* Collected data
-=-=-=-=-

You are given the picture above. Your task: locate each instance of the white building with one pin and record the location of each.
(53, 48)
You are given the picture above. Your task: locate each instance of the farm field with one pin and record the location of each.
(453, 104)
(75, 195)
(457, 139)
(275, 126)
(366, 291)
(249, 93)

-=-=-=-=-

* HOW TO COMPLETE THIS TASK
Nothing in the data may change. Give it again in full.

* REPLY TO THE EXERCISE
You are given the picture above. Your task: locate each instance of the white building with one pin and record the location of each.
(53, 48)
You are given the picture above. Your task: locate each instance of the farm field with one pin and record the location of each.
(453, 104)
(75, 195)
(457, 139)
(275, 126)
(366, 291)
(249, 93)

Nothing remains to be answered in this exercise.